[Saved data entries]
************
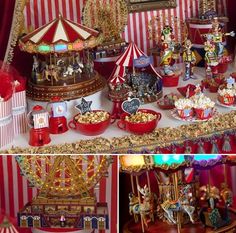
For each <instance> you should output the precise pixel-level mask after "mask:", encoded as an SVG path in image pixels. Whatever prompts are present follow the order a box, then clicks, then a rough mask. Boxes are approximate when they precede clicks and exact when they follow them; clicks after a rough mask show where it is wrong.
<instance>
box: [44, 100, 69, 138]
mask: <svg viewBox="0 0 236 233" xmlns="http://www.w3.org/2000/svg"><path fill="white" fill-rule="evenodd" d="M47 109H48V111H49V112H50V118H49V128H50V133H51V134H61V133H64V132H66V131H67V130H68V127H67V119H66V117H65V116H66V111H67V105H66V102H65V101H63V99H62V98H60V97H53V98H52V99H51V101H50V102H49V103H48V105H47Z"/></svg>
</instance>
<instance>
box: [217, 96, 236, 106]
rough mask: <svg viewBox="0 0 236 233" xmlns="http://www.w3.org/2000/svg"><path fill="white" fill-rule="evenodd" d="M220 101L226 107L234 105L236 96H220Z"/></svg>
mask: <svg viewBox="0 0 236 233" xmlns="http://www.w3.org/2000/svg"><path fill="white" fill-rule="evenodd" d="M218 100H219V101H220V102H221V103H222V104H225V105H233V104H234V101H235V97H234V96H227V97H226V96H218Z"/></svg>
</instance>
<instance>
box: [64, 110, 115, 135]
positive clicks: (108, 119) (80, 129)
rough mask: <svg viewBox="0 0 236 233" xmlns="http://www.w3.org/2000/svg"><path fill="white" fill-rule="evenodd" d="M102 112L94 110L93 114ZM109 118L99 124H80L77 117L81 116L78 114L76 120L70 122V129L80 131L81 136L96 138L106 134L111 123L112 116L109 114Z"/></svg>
mask: <svg viewBox="0 0 236 233" xmlns="http://www.w3.org/2000/svg"><path fill="white" fill-rule="evenodd" d="M100 111H102V110H94V111H93V112H100ZM107 113H108V114H109V117H108V119H107V120H105V121H101V122H99V123H94V124H92V123H79V122H78V121H76V120H75V118H76V116H78V115H80V114H77V115H75V116H74V118H73V119H72V120H71V121H70V122H69V124H68V125H69V127H70V128H71V129H74V130H77V131H79V132H80V133H81V134H84V135H87V136H95V135H99V134H102V133H104V131H105V130H106V129H107V128H108V126H109V125H110V123H111V115H110V113H109V112H107Z"/></svg>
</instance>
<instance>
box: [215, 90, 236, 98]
mask: <svg viewBox="0 0 236 233" xmlns="http://www.w3.org/2000/svg"><path fill="white" fill-rule="evenodd" d="M218 94H219V95H220V96H231V97H233V96H235V94H236V90H234V89H227V88H225V89H222V90H221V89H219V90H218Z"/></svg>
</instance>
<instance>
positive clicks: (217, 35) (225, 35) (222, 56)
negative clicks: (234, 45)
mask: <svg viewBox="0 0 236 233" xmlns="http://www.w3.org/2000/svg"><path fill="white" fill-rule="evenodd" d="M224 36H232V37H234V36H235V33H234V32H233V31H232V32H230V33H222V25H221V24H220V23H219V21H218V18H217V17H215V18H214V19H213V22H212V42H213V43H214V44H215V51H216V54H217V57H218V59H219V60H221V58H222V57H223V54H224V45H223V37H224Z"/></svg>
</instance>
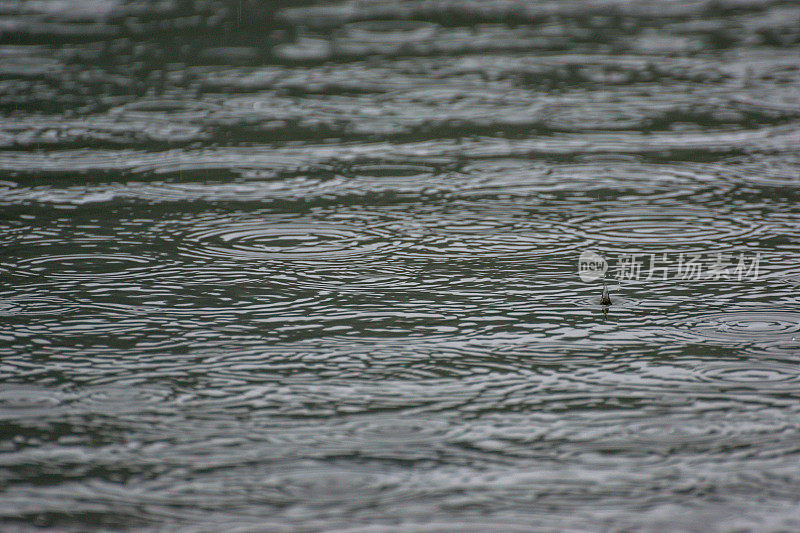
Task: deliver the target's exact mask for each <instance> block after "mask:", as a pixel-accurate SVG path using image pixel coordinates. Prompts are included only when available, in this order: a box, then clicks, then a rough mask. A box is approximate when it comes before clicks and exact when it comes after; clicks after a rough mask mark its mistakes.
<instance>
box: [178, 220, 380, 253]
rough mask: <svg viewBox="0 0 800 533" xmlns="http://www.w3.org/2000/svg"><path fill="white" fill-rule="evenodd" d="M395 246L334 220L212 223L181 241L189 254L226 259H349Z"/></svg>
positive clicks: (358, 227)
mask: <svg viewBox="0 0 800 533" xmlns="http://www.w3.org/2000/svg"><path fill="white" fill-rule="evenodd" d="M390 246H392V243H391V241H388V240H387V239H386V236H385V235H383V234H381V233H380V232H376V231H375V230H374V229H371V228H370V229H368V228H366V227H361V226H357V225H350V224H346V223H334V222H327V221H326V222H314V221H310V220H298V221H294V222H291V223H288V222H277V223H269V222H259V221H243V222H234V223H226V222H225V221H224V220H220V221H217V223H214V222H210V223H207V224H206V227H205V228H203V229H200V230H197V231H191V232H189V233H188V234H187V235H186V238H185V240H184V242H183V243H182V246H181V248H182V251H183V252H184V253H186V254H187V255H190V256H197V257H221V258H226V259H243V260H250V259H311V258H346V257H354V256H361V255H367V254H371V253H376V252H378V251H381V250H383V249H386V248H388V247H390Z"/></svg>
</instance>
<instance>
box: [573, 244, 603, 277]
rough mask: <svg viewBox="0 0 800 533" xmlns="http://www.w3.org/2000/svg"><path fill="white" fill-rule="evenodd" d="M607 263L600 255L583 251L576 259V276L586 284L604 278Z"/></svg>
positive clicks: (586, 250)
mask: <svg viewBox="0 0 800 533" xmlns="http://www.w3.org/2000/svg"><path fill="white" fill-rule="evenodd" d="M607 271H608V263H607V262H606V260H605V259H604V258H603V256H602V255H600V254H598V253H595V252H592V251H590V250H585V251H584V252H583V253H581V257H580V259H578V275H579V276H580V277H581V279H582V280H583V281H585V282H586V283H588V282H590V281H595V280H598V279H600V278H603V277H605V275H606V272H607Z"/></svg>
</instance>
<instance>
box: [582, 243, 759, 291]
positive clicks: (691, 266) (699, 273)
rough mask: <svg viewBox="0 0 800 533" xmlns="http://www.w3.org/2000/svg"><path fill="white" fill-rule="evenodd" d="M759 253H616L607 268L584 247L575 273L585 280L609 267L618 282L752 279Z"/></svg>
mask: <svg viewBox="0 0 800 533" xmlns="http://www.w3.org/2000/svg"><path fill="white" fill-rule="evenodd" d="M760 261H761V253H759V252H756V253H755V254H749V255H748V254H746V253H744V252H740V253H739V254H726V253H720V252H706V253H697V252H693V253H678V252H670V253H666V252H664V253H650V254H644V253H638V254H624V253H623V254H619V255H618V256H617V258H616V262H615V263H614V268H613V269H612V268H610V267H609V263H608V262H607V261H606V260H605V258H604V257H603V256H602V255H600V254H598V253H596V252H593V251H590V250H585V251H583V252H582V253H581V255H580V258H579V259H578V275H579V276H580V277H581V280H582V281H584V282H587V283H588V282H590V281H595V280H598V279H600V278H603V277H605V274H606V272H607V271H609V270H611V274H612V275H611V277H614V278H616V279H618V280H620V281H625V280H630V281H636V280H644V281H650V280H668V279H677V280H689V279H694V280H698V279H712V280H737V281H742V280H745V279H747V280H751V281H756V280H757V279H758V266H759V262H760Z"/></svg>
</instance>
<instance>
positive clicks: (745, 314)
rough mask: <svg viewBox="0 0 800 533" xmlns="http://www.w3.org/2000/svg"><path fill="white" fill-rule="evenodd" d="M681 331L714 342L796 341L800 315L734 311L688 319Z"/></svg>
mask: <svg viewBox="0 0 800 533" xmlns="http://www.w3.org/2000/svg"><path fill="white" fill-rule="evenodd" d="M683 328H684V331H686V332H687V333H689V334H691V335H695V336H698V337H701V338H706V339H710V340H717V341H723V342H724V341H730V342H761V341H763V342H769V341H780V340H792V339H794V338H798V337H800V313H799V312H795V311H770V310H766V311H736V312H729V313H712V314H708V315H701V316H697V317H692V318H691V319H688V320H686V321H685V322H684V324H683Z"/></svg>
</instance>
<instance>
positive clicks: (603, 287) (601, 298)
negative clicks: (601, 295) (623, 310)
mask: <svg viewBox="0 0 800 533" xmlns="http://www.w3.org/2000/svg"><path fill="white" fill-rule="evenodd" d="M600 304H601V305H611V296H609V295H608V287H606V284H605V283H603V295H602V296H600Z"/></svg>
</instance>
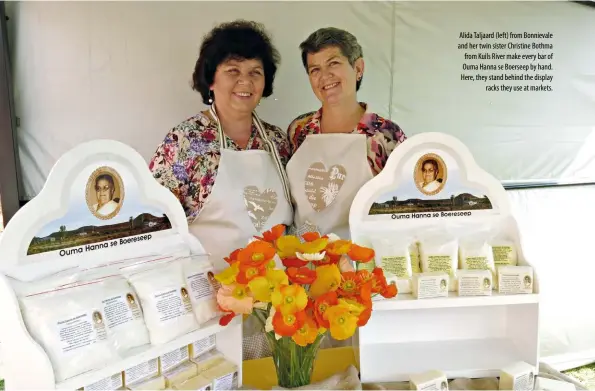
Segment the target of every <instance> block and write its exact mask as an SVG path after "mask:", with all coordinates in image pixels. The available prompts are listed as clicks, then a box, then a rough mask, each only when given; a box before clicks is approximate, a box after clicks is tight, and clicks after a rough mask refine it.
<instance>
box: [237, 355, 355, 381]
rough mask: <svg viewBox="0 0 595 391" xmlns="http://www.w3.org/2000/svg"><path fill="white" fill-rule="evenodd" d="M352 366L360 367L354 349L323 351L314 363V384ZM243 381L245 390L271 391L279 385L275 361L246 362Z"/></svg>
mask: <svg viewBox="0 0 595 391" xmlns="http://www.w3.org/2000/svg"><path fill="white" fill-rule="evenodd" d="M350 365H353V366H355V367H356V368H357V367H358V366H357V363H356V359H355V352H354V351H353V348H352V347H350V346H347V347H341V348H329V349H321V350H319V351H318V357H317V358H316V361H314V370H313V371H312V383H314V382H317V381H321V380H324V379H327V378H329V377H331V376H332V375H334V374H336V373H338V372H342V371H344V370H346V369H347V368H348V367H349V366H350ZM242 380H243V381H242V383H243V387H244V388H252V389H259V390H270V389H271V388H272V387H273V386H275V385H277V373H276V371H275V365H274V364H273V359H272V358H271V357H266V358H260V359H257V360H246V361H244V362H243V363H242Z"/></svg>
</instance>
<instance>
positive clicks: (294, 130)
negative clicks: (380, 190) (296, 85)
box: [287, 103, 407, 175]
mask: <svg viewBox="0 0 595 391" xmlns="http://www.w3.org/2000/svg"><path fill="white" fill-rule="evenodd" d="M360 105H361V106H362V107H363V108H364V109H365V110H366V113H365V114H364V115H363V117H362V119H361V120H360V122H359V124H357V128H356V129H354V131H353V133H359V134H365V135H366V138H367V142H368V163H369V165H370V168H371V169H372V172H373V173H374V175H377V174H379V173H380V171H382V169H383V168H384V166H385V164H386V161H387V160H388V156H389V155H390V154H391V152H392V151H393V150H394V149H395V147H396V146H397V145H399V144H400V143H402V142H403V141H405V140H406V138H407V137H406V136H405V133H403V130H401V128H400V127H399V126H398V125H397V124H395V123H394V122H392V121H390V120H388V119H385V118H382V117H381V116H379V115H378V114H375V113H371V112H369V111H367V107H368V105H367V104H366V103H360ZM321 119H322V108H320V109H319V110H318V111H313V112H310V113H306V114H303V115H301V116H299V117H297V118H296V119H294V120H293V122H292V123H291V124H290V125H289V129H288V130H287V136H288V138H289V144H290V147H291V154H292V155H293V154H294V153H295V151H297V149H298V148H299V147H300V145H302V143H303V142H304V140H305V139H306V136H307V135H309V134H320V133H321V131H320V120H321Z"/></svg>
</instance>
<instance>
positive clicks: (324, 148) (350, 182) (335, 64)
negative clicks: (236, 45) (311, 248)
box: [287, 27, 406, 239]
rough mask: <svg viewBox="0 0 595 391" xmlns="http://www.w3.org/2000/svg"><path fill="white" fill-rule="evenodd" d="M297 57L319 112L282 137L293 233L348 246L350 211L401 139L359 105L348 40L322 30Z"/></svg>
mask: <svg viewBox="0 0 595 391" xmlns="http://www.w3.org/2000/svg"><path fill="white" fill-rule="evenodd" d="M300 49H301V52H302V53H301V55H302V63H303V65H304V68H305V69H306V71H307V73H308V78H309V79H310V85H311V87H312V91H313V92H314V94H315V95H316V97H317V98H318V99H319V100H320V102H321V104H322V107H321V108H320V109H319V110H318V111H313V112H309V113H306V114H302V115H300V116H299V117H297V118H296V119H295V120H293V122H292V123H291V124H290V125H289V129H288V131H287V133H288V137H289V143H290V147H291V152H292V154H293V156H292V157H291V159H290V160H289V162H288V164H287V176H288V178H289V186H290V190H291V193H292V202H293V204H294V229H296V230H297V231H298V232H302V231H312V230H313V229H316V230H318V232H320V234H321V235H325V234H328V233H335V234H337V235H339V236H340V237H341V238H346V239H348V238H349V236H350V235H349V209H350V207H351V203H352V202H353V199H354V198H355V195H356V193H357V191H358V190H359V189H360V188H361V187H362V186H363V185H364V184H365V183H366V182H367V181H369V180H370V179H372V177H373V176H375V175H376V174H378V173H379V172H380V171H381V170H382V169H383V168H384V165H385V164H386V161H387V159H388V156H389V154H390V153H391V152H392V151H393V149H394V148H395V147H396V146H397V145H399V144H400V143H402V142H403V141H404V140H405V138H406V137H405V134H404V133H403V131H402V130H401V128H399V126H397V125H396V124H395V123H393V122H392V121H390V120H388V119H385V118H382V117H381V116H379V115H378V114H376V113H373V112H371V111H370V110H369V109H368V105H367V104H366V103H364V102H359V101H358V99H357V91H358V90H359V88H360V86H361V83H362V80H363V75H364V59H363V51H362V47H361V46H360V44H359V43H358V42H357V39H356V37H355V36H353V34H351V33H349V32H347V31H345V30H341V29H338V28H334V27H326V28H321V29H319V30H317V31H315V32H314V33H312V34H311V35H310V36H309V37H308V38H307V39H306V40H305V41H304V42H302V43H301V45H300ZM317 171H318V172H317ZM322 171H324V172H322ZM312 177H316V178H314V180H312V179H311V178H312ZM308 178H310V179H308ZM321 179H322V180H321ZM316 186H318V187H319V188H316V189H315V188H313V187H316Z"/></svg>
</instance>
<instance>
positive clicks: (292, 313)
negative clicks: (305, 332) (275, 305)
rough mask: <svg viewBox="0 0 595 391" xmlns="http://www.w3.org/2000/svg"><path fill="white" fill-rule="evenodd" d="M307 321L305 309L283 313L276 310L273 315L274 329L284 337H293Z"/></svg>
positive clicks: (277, 332)
mask: <svg viewBox="0 0 595 391" xmlns="http://www.w3.org/2000/svg"><path fill="white" fill-rule="evenodd" d="M305 321H306V313H305V312H304V311H298V312H292V313H288V314H285V315H284V314H283V313H282V312H281V311H276V312H275V315H273V329H274V330H275V333H277V334H279V335H280V336H282V337H292V336H293V335H294V334H295V333H296V332H297V331H298V330H299V329H300V328H301V327H302V326H303V324H304V322H305Z"/></svg>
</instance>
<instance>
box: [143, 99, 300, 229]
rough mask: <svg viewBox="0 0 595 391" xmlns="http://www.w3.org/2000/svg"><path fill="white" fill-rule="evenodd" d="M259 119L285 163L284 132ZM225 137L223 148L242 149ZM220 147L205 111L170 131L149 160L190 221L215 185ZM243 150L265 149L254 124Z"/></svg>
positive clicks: (205, 201) (208, 118) (161, 181)
mask: <svg viewBox="0 0 595 391" xmlns="http://www.w3.org/2000/svg"><path fill="white" fill-rule="evenodd" d="M261 122H262V125H263V127H264V129H263V130H264V131H265V132H266V134H267V136H268V137H269V140H271V141H272V142H273V144H274V145H275V146H276V147H277V150H278V152H279V156H280V158H281V163H282V165H283V166H285V165H286V164H287V161H288V160H289V156H290V149H289V143H288V140H287V137H286V135H285V134H284V133H283V131H282V130H281V129H280V128H279V127H276V126H273V125H271V124H268V123H266V122H264V121H261ZM224 138H225V143H226V144H225V145H226V148H228V149H231V150H235V151H241V150H242V148H240V147H239V146H238V145H237V144H236V143H235V142H234V141H233V140H232V139H230V138H229V137H227V136H224ZM219 146H220V140H219V130H218V125H217V121H216V120H215V119H214V118H212V116H211V115H210V113H209V111H208V110H207V111H203V112H200V113H199V114H197V115H195V116H193V117H191V118H188V119H187V120H185V121H183V122H182V123H180V124H179V125H177V126H176V127H174V128H173V129H172V130H171V131H169V132H168V133H167V135H166V136H165V139H164V140H163V141H162V142H161V144H159V146H158V147H157V151H156V152H155V154H154V156H153V158H152V159H151V161H150V163H149V169H150V170H151V172H152V173H153V177H155V179H156V180H157V181H158V182H159V183H161V184H162V185H163V186H165V187H167V188H168V189H170V191H171V192H172V193H174V194H175V196H176V197H177V198H178V199H179V200H180V203H181V204H182V206H183V208H184V211H185V212H186V217H187V219H188V222H189V223H192V222H193V221H194V219H195V218H196V216H198V213H199V212H200V210H201V209H202V207H203V205H204V203H205V202H206V200H207V198H208V197H209V195H210V194H211V190H212V188H213V185H214V184H215V180H216V178H217V169H218V168H219V160H220V158H221V151H220V148H219ZM246 149H247V150H248V149H261V150H264V149H265V143H264V141H263V140H262V139H261V137H260V136H259V135H258V131H257V129H256V127H255V126H252V134H251V135H250V139H249V140H248V146H247V147H246Z"/></svg>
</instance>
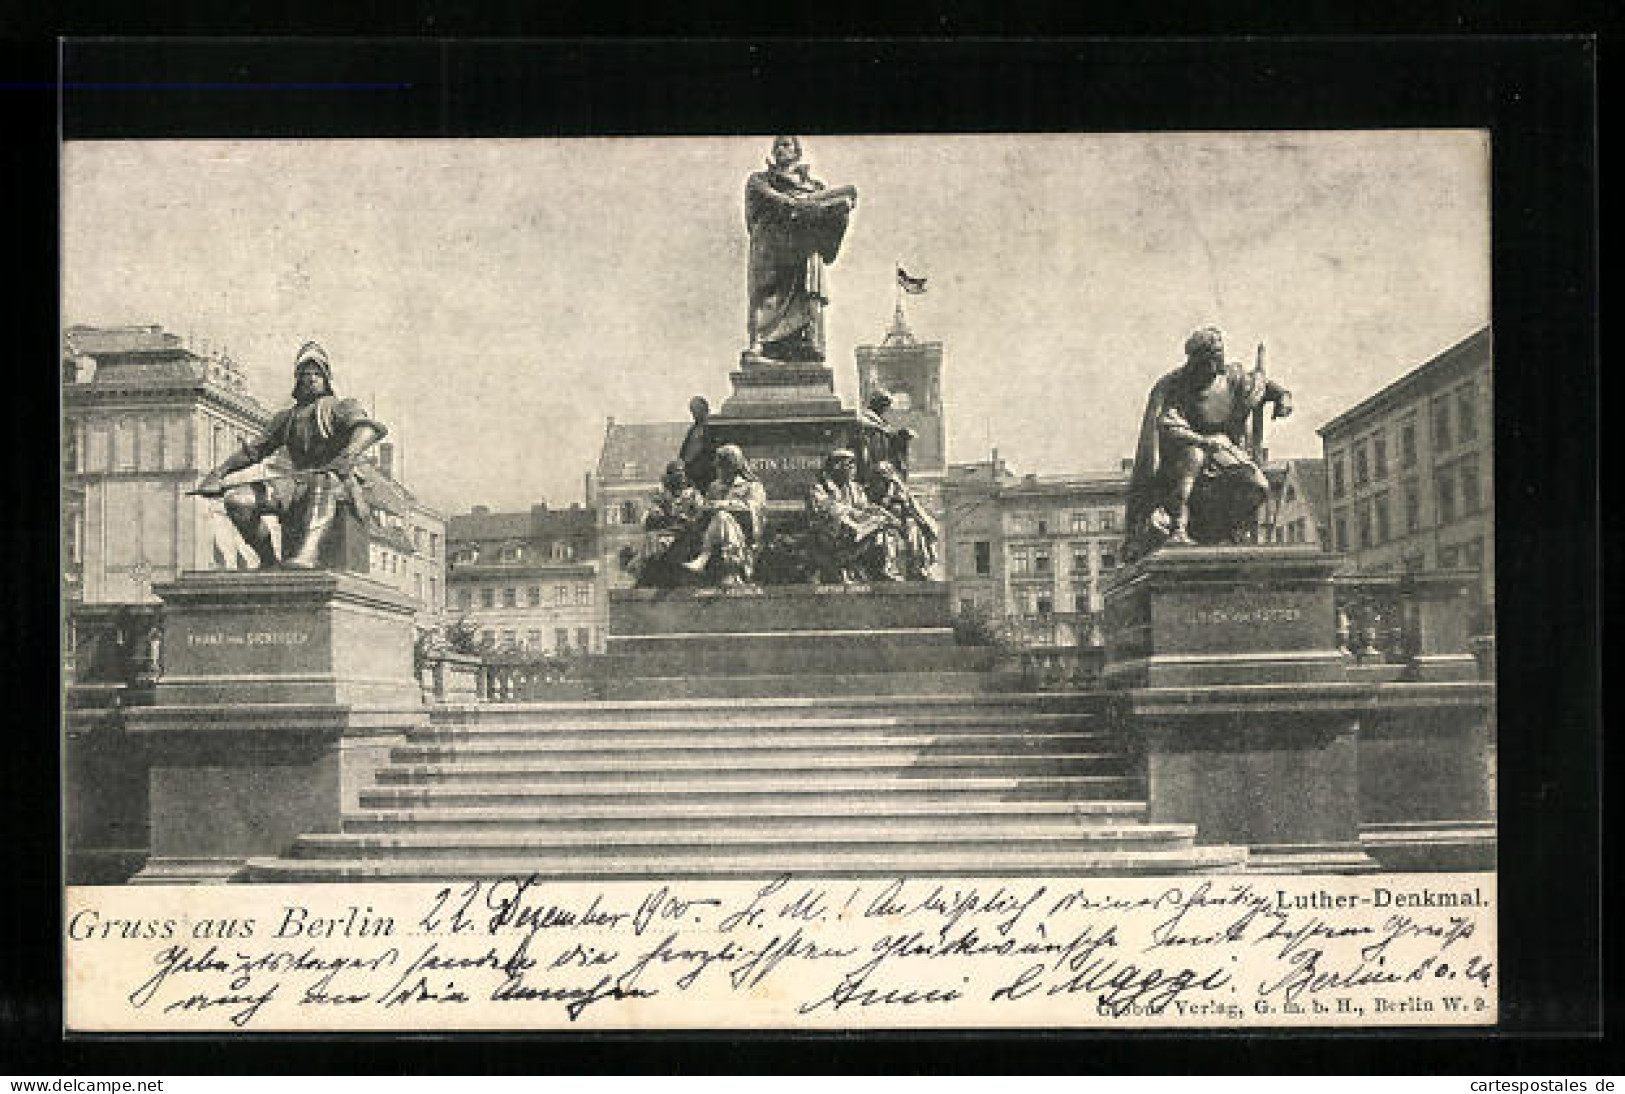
************
Your task => Pull out every line of the records above that contains the word "negative", treating case as significant.

Written solution =>
negative clicks: (234, 45)
negative clicks: (601, 295) (623, 310)
negative clicks: (380, 190) (296, 85)
negative clicks: (236, 45) (311, 248)
negative clicks: (305, 332) (275, 305)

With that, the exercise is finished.